Look through the data below for the line with "positive clicks: (287, 47) (287, 55)", and transcribe it exactly together with each line after it up to and including the line with "1L203 2L204 66L275". Give nothing else.

++++++++++++++++++++

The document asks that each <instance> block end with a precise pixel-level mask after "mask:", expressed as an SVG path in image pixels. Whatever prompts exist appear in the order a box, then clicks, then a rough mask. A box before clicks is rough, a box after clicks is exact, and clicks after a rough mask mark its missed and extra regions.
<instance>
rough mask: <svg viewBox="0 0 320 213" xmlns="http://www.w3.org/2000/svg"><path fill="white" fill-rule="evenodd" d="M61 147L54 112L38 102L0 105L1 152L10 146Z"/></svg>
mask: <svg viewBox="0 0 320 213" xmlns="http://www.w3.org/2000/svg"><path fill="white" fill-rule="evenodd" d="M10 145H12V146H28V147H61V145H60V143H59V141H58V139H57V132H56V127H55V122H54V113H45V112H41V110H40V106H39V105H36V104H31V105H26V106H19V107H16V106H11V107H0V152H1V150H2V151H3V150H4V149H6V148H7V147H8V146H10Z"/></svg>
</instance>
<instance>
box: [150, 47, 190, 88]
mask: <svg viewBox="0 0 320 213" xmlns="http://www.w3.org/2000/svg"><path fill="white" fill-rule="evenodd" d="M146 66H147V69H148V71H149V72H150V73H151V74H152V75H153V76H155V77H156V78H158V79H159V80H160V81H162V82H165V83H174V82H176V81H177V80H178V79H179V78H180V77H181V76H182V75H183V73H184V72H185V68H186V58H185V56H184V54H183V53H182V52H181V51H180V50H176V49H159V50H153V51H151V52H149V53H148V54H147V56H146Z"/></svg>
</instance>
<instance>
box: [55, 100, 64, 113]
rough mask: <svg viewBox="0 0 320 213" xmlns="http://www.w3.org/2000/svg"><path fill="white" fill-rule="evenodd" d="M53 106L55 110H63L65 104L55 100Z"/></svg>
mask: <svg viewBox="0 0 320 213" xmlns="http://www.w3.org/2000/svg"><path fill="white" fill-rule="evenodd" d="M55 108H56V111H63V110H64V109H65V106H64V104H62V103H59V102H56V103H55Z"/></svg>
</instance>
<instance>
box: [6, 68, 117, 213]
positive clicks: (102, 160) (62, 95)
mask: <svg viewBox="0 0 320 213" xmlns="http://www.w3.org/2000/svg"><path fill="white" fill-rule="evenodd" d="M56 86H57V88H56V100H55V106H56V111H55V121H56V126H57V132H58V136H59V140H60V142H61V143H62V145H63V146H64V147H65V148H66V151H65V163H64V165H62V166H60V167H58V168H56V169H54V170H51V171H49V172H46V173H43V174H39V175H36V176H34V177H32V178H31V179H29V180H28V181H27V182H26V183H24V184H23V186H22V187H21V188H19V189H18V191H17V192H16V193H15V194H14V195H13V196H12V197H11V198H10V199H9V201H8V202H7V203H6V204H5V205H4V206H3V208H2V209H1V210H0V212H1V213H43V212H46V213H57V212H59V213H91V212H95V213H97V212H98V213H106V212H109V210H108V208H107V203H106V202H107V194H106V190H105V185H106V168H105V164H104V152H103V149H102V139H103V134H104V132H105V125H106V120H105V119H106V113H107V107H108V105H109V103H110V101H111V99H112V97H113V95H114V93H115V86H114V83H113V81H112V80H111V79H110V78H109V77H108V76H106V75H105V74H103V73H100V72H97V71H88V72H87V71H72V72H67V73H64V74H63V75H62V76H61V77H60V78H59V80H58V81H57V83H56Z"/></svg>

++++++++++++++++++++

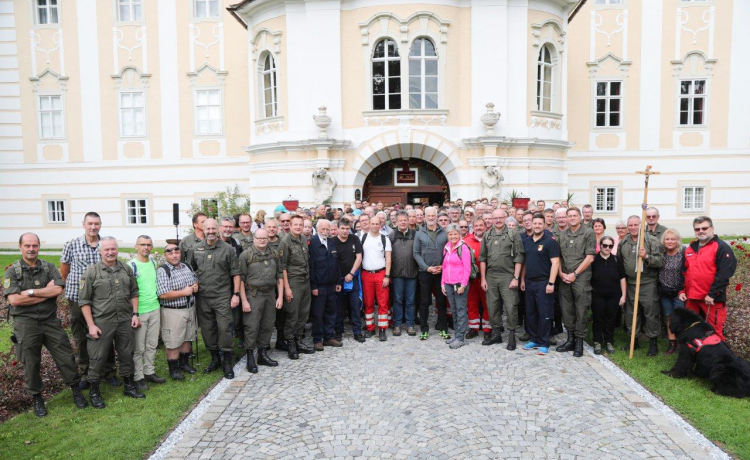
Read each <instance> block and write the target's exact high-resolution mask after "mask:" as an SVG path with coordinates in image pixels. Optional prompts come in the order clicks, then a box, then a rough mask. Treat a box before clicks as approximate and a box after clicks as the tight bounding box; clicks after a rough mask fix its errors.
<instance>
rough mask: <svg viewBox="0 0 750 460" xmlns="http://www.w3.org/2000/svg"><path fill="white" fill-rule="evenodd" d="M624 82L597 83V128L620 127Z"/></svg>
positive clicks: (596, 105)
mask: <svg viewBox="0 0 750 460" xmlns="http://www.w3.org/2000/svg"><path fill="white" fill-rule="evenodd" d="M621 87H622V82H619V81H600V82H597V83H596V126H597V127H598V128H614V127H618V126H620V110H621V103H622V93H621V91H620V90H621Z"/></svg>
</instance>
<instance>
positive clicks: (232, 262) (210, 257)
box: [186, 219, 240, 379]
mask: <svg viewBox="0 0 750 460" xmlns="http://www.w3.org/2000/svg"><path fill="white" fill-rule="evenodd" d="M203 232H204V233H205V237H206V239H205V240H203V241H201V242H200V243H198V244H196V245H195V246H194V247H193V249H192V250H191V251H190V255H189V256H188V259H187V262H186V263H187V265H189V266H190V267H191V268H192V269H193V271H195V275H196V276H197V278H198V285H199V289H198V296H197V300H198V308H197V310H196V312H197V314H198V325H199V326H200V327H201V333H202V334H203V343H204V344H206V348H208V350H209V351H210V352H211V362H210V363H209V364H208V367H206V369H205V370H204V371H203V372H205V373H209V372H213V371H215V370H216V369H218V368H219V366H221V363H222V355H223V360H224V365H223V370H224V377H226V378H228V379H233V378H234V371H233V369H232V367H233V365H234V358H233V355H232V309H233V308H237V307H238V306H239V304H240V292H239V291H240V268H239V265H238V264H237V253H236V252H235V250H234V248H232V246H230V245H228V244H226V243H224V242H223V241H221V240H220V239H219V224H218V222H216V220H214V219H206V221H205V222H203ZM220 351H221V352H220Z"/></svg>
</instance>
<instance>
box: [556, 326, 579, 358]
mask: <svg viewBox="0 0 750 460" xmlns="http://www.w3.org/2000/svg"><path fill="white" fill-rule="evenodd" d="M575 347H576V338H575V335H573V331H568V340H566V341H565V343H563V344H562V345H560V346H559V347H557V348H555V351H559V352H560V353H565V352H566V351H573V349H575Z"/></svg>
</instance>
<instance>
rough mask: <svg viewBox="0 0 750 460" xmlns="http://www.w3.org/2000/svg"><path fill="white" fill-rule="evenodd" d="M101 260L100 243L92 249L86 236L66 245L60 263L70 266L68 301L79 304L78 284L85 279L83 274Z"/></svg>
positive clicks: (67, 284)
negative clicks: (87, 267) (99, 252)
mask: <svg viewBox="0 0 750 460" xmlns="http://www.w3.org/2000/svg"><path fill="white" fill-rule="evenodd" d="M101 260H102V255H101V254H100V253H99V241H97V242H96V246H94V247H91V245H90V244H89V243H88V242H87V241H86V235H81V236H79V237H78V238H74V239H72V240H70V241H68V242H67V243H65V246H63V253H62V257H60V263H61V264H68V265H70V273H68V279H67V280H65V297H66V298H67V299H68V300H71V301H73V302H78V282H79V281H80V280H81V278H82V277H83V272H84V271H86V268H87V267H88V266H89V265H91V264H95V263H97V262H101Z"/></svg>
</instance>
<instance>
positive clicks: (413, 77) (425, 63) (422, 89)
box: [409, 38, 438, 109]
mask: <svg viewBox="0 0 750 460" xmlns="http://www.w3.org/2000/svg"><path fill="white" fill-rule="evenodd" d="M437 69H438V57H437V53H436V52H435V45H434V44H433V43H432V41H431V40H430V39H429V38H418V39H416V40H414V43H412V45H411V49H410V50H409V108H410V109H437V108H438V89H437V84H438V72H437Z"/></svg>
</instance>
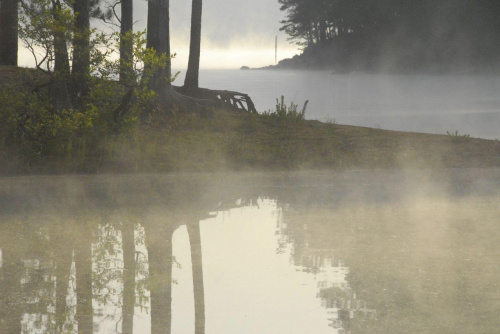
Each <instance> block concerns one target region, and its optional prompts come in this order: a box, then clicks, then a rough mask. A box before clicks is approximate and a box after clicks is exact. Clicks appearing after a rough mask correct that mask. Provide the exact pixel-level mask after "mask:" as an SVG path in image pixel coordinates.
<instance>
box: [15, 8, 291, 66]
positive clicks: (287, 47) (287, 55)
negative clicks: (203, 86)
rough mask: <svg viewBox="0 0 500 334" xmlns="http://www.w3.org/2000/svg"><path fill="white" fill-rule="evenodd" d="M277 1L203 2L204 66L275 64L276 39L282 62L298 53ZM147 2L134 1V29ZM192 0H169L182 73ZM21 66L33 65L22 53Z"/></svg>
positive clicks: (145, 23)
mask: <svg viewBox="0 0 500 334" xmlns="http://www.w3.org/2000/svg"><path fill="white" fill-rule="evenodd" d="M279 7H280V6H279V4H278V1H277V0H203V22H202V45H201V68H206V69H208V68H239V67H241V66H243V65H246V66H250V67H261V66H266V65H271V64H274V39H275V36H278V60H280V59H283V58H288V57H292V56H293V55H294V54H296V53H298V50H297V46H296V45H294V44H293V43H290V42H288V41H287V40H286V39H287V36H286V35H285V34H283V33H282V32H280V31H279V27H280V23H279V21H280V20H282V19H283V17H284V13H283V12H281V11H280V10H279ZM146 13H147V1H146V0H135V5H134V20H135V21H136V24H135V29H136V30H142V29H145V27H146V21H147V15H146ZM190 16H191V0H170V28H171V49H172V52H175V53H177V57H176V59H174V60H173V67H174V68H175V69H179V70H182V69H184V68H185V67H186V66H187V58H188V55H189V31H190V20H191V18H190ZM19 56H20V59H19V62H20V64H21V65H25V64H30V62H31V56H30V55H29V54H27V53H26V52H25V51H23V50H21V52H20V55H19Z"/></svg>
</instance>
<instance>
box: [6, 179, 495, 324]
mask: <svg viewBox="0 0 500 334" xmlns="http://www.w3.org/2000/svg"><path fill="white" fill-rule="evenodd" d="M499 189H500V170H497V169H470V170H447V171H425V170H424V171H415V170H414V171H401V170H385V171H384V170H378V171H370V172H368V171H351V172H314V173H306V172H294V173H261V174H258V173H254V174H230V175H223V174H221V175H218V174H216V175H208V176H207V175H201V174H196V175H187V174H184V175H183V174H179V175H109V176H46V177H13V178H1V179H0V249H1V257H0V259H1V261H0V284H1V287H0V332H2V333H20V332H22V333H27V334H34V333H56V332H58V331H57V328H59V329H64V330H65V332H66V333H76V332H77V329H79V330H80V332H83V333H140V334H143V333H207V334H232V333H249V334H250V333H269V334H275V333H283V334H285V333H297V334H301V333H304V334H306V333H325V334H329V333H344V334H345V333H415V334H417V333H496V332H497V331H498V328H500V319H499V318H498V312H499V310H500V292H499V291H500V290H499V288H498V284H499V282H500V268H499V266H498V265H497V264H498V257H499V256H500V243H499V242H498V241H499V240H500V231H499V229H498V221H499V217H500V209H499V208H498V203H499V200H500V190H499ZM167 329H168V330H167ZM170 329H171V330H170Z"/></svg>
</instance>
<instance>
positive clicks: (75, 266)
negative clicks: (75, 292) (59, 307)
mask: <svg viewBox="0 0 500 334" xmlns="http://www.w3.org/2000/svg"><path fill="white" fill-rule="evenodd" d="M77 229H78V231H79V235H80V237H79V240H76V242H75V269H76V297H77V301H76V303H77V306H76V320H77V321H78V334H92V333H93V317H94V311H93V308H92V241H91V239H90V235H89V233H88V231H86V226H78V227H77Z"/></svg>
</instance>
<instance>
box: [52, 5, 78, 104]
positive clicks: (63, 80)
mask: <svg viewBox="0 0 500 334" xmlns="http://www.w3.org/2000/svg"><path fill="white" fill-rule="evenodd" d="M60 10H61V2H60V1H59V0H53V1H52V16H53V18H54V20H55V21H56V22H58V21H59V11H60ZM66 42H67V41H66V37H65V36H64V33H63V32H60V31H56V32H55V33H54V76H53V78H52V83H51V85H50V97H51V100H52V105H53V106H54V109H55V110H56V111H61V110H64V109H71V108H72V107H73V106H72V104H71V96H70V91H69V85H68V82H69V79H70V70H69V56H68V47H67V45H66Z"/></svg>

++++++++++++++++++++

■ **EXERCISE SOLUTION**
positive clicks: (287, 47) (287, 55)
negative clicks: (203, 86)
rough mask: <svg viewBox="0 0 500 334" xmlns="http://www.w3.org/2000/svg"><path fill="white" fill-rule="evenodd" d="M277 1L203 2L204 66L275 64L276 39L282 62L298 53ZM147 2L134 1V29ZM192 0H169L182 73ZM21 66L33 65L22 53Z"/></svg>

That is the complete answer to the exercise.